> [À FAIRE]:
(a) Reproduisez le passage du texte sur le jeu vidéo en streaming qui va de « L'annonce quasi-simultanée des » jusqu'à « cour des grands. » inclus.
(b) Comptez les lignes fournies qui contiennent la chaîne « pavement », puis donnez seulement ce nombre.

> [TEXTE FOURNI]:
·····
Google vient donc d'annoncer le lancement de Stadia, un service de jeu vidéo en streaming. Sans console.
Sans. console.
Les succès récents, notamment celui de Fortnite (et pourquoi il faut sérieusement s'y intéresser), attestent que les usages sont plus que prêts.
Sans disposer de boule de cristal, et que ce soit Stadia de Google qui emporte le marché ou bien un concurrent futur ou déjà existant (Microsoft est sur les rangs, et même Apple, historiquement constructeur, vient d'annoncer son arrivée sur le marché des contenus, et notamment des jeux vidéo en streaming et par abonnement), on peut parier sans risque qu'en moins d'une génération la possession d'une "console" familiale, résidente, de salon, paraître aussi saugrenue que l'est aujourd'hui celle de la possession d'un magnétoscope, d'un lecteur DVD ou d'une chaîne hifi avec un lecteur CD.
L'annonce quasi-simultanée des trois géants que sont Google, Microsoft et Apple ne laisse absolument aucun doute sur l'urgence de leurs ambitions et la manière dont ils entendent (re)modeler les usages. Même si chacun a, dans ce virage, ses propres intérêts stratégiques à court et moyen terme. Pour Google il s'agit essentiellement de continuer de monétiser son service phare Youtube (avec le succès des vidéos en streaming liées à l'activité du jeu en ligne), service et secteur de plus en plus attaqués et concurrencés (par Twitch / Amazon notamment). Pour Apple, il s'agit de préparer un virage à 180 degrés du côté des contenus. Et pour Microsoft, de continuer de jouer dans la cour des grands.
Nos usages professionnels, personnels, familiaux, intimes, migrent tous massivement dans le "cloud" et il était donc logique que le jeu vidéo suive le même chemin.
Mais.
Le jour où notre console aura disparue.
Il y a presque exactement 14 ans, le 21 Avril 2005, je signais une tribune dans Le Monde titrée : "Le jour où notre disque dur aura disparu". L'idée était de questionner ce rapport à la dématérialisation de toutes nos pratiques culturelles. Extrait :
"(Tous veulent) devenir le portail Web unique et universel. Pour cela, il faut que ces services soient autant de ponts entre trois espaces bien distincts : d'un côté le Web public, de l'autre le Web privé (courriels, forums, listes de diffusion…), enfin notre "monde informationnel personnel", enfoui dans les mémoires de nos ordinateurs.
·····
> [LIGNES FOURNIES]:
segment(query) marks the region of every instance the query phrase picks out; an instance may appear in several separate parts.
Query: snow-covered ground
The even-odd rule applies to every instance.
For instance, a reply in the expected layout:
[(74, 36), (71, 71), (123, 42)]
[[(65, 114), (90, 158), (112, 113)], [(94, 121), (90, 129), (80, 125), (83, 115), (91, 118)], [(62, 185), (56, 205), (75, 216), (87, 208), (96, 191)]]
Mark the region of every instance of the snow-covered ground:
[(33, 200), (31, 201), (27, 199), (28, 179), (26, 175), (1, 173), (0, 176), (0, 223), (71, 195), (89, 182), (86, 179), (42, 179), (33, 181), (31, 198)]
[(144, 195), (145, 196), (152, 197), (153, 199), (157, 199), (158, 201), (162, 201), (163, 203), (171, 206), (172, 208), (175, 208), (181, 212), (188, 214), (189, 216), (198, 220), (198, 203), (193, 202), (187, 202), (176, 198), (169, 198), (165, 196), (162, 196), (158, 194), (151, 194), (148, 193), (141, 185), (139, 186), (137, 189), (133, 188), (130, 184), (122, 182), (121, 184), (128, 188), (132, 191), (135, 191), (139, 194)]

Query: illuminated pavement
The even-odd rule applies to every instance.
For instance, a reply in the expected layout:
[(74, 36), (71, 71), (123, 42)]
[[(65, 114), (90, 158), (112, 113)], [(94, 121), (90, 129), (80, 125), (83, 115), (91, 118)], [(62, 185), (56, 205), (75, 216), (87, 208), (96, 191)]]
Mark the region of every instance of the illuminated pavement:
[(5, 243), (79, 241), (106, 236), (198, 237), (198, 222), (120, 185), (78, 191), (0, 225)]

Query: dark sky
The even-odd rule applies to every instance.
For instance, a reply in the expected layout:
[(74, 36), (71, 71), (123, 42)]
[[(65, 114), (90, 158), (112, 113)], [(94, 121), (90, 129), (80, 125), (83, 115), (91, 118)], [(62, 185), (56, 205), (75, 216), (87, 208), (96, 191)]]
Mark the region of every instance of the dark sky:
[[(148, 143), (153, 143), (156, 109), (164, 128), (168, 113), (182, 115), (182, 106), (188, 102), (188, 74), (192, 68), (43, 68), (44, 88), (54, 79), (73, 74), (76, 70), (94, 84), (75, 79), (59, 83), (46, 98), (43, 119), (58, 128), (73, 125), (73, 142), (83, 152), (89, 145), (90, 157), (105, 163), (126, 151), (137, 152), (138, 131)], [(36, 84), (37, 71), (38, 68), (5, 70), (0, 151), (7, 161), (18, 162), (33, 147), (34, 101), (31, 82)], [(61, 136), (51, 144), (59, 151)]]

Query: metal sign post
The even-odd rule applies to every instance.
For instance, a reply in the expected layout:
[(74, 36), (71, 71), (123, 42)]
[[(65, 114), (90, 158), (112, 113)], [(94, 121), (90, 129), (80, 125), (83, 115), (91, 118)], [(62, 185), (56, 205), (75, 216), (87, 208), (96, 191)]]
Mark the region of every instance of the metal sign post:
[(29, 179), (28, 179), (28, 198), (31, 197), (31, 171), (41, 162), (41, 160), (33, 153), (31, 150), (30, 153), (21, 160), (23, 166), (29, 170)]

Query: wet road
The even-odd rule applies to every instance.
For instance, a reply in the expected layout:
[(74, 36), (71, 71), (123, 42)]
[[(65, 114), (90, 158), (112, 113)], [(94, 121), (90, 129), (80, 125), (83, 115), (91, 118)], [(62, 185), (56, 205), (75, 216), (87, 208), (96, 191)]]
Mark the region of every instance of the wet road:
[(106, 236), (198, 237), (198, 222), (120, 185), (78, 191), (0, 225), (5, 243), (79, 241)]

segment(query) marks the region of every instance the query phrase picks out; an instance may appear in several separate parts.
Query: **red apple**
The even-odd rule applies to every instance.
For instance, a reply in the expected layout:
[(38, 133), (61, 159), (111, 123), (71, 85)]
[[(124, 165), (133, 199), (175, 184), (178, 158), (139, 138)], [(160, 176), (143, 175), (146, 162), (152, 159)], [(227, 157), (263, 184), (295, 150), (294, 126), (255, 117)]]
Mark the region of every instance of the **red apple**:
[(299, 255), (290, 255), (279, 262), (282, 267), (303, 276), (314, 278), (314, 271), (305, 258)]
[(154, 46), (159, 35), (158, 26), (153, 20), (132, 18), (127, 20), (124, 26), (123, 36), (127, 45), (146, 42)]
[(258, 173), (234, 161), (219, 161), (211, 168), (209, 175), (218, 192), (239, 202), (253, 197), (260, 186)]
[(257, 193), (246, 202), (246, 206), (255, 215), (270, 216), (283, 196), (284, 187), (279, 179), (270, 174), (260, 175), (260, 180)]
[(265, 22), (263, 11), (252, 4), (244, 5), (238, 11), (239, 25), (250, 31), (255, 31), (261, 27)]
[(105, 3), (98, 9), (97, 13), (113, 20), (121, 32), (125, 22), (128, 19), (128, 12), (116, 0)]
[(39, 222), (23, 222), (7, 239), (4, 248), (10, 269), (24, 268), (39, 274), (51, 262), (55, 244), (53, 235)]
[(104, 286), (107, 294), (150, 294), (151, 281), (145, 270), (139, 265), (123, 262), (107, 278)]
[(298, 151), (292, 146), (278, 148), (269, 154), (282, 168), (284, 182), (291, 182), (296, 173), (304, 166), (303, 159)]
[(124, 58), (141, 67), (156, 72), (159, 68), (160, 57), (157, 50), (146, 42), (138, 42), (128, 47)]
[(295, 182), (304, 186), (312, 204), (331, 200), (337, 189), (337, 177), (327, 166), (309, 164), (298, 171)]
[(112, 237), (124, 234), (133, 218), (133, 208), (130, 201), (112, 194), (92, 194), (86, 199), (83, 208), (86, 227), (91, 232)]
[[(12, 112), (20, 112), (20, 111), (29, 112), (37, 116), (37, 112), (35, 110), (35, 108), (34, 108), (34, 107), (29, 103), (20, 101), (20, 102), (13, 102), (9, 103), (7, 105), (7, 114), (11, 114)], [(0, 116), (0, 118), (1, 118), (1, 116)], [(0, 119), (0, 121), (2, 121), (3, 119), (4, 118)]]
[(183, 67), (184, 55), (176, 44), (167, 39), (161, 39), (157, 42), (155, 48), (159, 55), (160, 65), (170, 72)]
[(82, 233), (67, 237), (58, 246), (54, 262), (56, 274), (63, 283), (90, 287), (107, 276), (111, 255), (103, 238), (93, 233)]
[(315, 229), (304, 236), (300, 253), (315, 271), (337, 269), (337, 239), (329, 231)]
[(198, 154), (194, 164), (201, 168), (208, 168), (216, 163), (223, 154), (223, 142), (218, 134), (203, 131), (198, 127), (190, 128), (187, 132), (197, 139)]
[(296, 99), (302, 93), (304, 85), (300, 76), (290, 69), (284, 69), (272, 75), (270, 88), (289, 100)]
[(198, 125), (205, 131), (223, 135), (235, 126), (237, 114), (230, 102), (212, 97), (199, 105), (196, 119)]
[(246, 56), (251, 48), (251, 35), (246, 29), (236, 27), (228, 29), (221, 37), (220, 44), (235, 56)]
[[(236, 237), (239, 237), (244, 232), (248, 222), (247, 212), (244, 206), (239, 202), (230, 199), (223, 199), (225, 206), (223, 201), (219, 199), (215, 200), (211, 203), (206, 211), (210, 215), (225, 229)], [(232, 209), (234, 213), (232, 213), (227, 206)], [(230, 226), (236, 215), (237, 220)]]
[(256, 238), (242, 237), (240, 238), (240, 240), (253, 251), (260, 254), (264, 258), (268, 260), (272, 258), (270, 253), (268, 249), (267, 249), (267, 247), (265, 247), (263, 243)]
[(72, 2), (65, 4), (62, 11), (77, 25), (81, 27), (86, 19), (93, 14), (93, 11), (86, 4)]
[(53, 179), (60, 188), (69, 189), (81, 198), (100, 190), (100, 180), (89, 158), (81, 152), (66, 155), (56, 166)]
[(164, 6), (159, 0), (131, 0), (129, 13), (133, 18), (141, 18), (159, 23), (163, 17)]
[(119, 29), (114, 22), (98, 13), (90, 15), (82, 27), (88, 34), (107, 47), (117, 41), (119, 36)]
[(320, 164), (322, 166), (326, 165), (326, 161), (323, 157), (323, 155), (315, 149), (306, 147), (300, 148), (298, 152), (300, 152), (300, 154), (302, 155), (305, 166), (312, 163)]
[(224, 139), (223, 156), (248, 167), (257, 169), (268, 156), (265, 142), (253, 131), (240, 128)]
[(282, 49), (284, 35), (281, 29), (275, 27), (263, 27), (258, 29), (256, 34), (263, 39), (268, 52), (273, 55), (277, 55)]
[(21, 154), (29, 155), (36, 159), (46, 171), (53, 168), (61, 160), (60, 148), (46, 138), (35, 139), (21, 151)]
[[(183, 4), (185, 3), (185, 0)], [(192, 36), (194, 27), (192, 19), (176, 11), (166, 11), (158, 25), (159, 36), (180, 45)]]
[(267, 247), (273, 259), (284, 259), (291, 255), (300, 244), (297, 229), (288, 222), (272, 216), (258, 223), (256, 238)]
·····
> [CORRIGÉ]:
(a)
L'annonce quasi-simultanée des trois géants que sont Google, Microsoft et Apple ne laisse absolument aucun doute sur l'urgence de leurs ambitions et la manière dont ils entendent (re)modeler les usages. Même si chacun a, dans ce virage, ses propres intérêts stratégiques à court et moyen terme. Pour Google il s'agit essentiellement de continuer de monétiser son service phare Youtube (avec le succès des vidéos en streaming liées à l'activité du jeu en ligne), service et secteur de plus en plus attaqués et concurrencés (par Twitch / Amazon notamment). Pour Apple, il s'agit de préparer un virage à 180 degrés du côté des contenus. Et pour Microsoft, de continuer de jouer dans la cour des grands.

(b) 2